--- Given exercise ---
Your task is to output all the records below, word for word.

--- Given data ---
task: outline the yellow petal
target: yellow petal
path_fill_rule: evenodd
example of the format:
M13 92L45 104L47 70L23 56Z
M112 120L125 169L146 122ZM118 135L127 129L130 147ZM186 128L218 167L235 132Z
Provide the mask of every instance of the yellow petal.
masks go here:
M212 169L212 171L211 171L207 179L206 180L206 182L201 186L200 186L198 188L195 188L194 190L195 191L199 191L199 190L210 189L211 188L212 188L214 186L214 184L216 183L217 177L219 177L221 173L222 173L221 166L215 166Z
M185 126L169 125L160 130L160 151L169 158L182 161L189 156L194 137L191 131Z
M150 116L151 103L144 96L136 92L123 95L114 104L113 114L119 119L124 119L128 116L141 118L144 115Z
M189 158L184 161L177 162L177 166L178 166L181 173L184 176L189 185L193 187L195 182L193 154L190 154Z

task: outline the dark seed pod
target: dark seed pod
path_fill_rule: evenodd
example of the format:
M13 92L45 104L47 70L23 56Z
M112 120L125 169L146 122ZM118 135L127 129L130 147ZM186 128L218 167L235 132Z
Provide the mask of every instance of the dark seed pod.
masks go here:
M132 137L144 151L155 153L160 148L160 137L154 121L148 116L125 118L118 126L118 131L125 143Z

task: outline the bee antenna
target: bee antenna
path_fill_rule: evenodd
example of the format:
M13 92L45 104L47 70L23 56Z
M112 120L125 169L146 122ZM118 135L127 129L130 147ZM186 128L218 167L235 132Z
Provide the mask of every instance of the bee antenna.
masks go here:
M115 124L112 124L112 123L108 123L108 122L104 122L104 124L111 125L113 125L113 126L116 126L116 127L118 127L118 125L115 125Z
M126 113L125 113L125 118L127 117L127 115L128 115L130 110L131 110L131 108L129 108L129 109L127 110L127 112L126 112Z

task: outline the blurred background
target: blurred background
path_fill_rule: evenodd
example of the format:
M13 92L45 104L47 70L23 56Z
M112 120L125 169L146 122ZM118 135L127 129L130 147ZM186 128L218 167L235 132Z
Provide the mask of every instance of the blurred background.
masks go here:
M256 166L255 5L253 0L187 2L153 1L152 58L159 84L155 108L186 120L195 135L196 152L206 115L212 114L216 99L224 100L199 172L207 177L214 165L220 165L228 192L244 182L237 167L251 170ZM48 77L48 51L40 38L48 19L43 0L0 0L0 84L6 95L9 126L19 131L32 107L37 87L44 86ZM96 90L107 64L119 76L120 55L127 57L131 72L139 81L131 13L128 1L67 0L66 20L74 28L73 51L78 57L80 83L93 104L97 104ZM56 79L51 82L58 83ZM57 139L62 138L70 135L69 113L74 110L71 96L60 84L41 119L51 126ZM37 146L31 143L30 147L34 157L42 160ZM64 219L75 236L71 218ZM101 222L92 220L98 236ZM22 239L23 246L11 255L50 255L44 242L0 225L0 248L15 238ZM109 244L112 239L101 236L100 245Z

--- Full response ---
task: outline the yellow petal
target: yellow petal
path_fill_rule: evenodd
example of the format:
M13 92L45 104L47 70L23 56Z
M112 120L125 169L146 122ZM118 135L127 129L130 147ZM186 128L218 167L235 132Z
Provide the mask of every instance of the yellow petal.
masks go here:
M212 169L212 171L211 171L207 179L206 180L206 182L201 186L200 186L198 188L195 188L194 190L195 191L199 191L199 190L210 189L211 188L212 188L214 186L214 184L216 183L217 177L219 177L221 173L222 173L221 166L215 166Z
M185 126L169 125L160 130L160 151L169 158L182 161L189 156L194 137L191 131Z
M150 116L151 103L144 96L136 92L123 95L114 104L113 114L119 119L124 119L128 116L141 118L144 115Z
M189 158L184 161L177 162L177 166L178 166L181 173L184 176L189 185L193 187L195 182L193 154L190 154Z

task: outline the dark seed pod
target: dark seed pod
path_fill_rule: evenodd
example of the format:
M13 92L45 104L47 70L23 56Z
M112 120L125 169L146 122ZM118 135L127 129L130 147ZM186 128L218 167L235 132Z
Provide the mask of every instance of the dark seed pod.
masks go here:
M132 137L144 151L155 153L160 148L160 137L154 121L148 116L125 118L118 126L118 131L125 143Z

task: outline the bee antenna
target: bee antenna
path_fill_rule: evenodd
example of the format:
M13 92L45 104L47 70L23 56Z
M112 120L125 169L146 122ZM118 135L127 129L130 147ZM186 128L218 167L235 132Z
Provide the mask of every instance of the bee antenna.
masks go here:
M115 124L112 124L112 123L108 123L108 122L104 122L104 124L111 125L113 125L113 126L116 126L116 127L118 127L118 125L115 125Z
M126 113L125 113L125 118L127 117L127 115L128 115L130 110L131 110L131 108L129 108L129 109L127 110L127 112L126 112Z

task: outline the blurred background
target: blurred background
path_fill_rule: evenodd
example of the format:
M13 92L45 104L47 70L23 56Z
M112 120L125 169L146 122ZM118 135L127 129L130 147ZM186 128L218 167L235 132Z
Provide the mask of every instance of the blurred background.
masks go here:
M256 166L255 5L253 0L187 2L153 1L152 58L159 84L155 108L186 120L195 135L196 152L206 115L212 114L216 99L224 100L199 172L207 177L214 165L220 165L228 192L244 182L237 167L251 170ZM48 77L48 51L40 38L48 19L43 0L0 0L0 84L6 95L9 126L19 131L32 107L37 87L44 86ZM96 90L107 64L119 76L120 55L127 57L131 72L139 81L131 13L128 1L67 0L66 20L74 28L73 51L78 57L80 83L93 104L97 104ZM56 79L51 82L58 83ZM57 139L62 138L70 135L69 113L74 110L71 96L60 84L41 119L51 126ZM37 146L31 143L30 147L34 157L42 160ZM64 219L75 236L71 218ZM101 222L92 220L98 236ZM22 239L23 246L11 255L50 255L44 242L0 225L0 248L15 238ZM109 244L112 239L101 236L100 245Z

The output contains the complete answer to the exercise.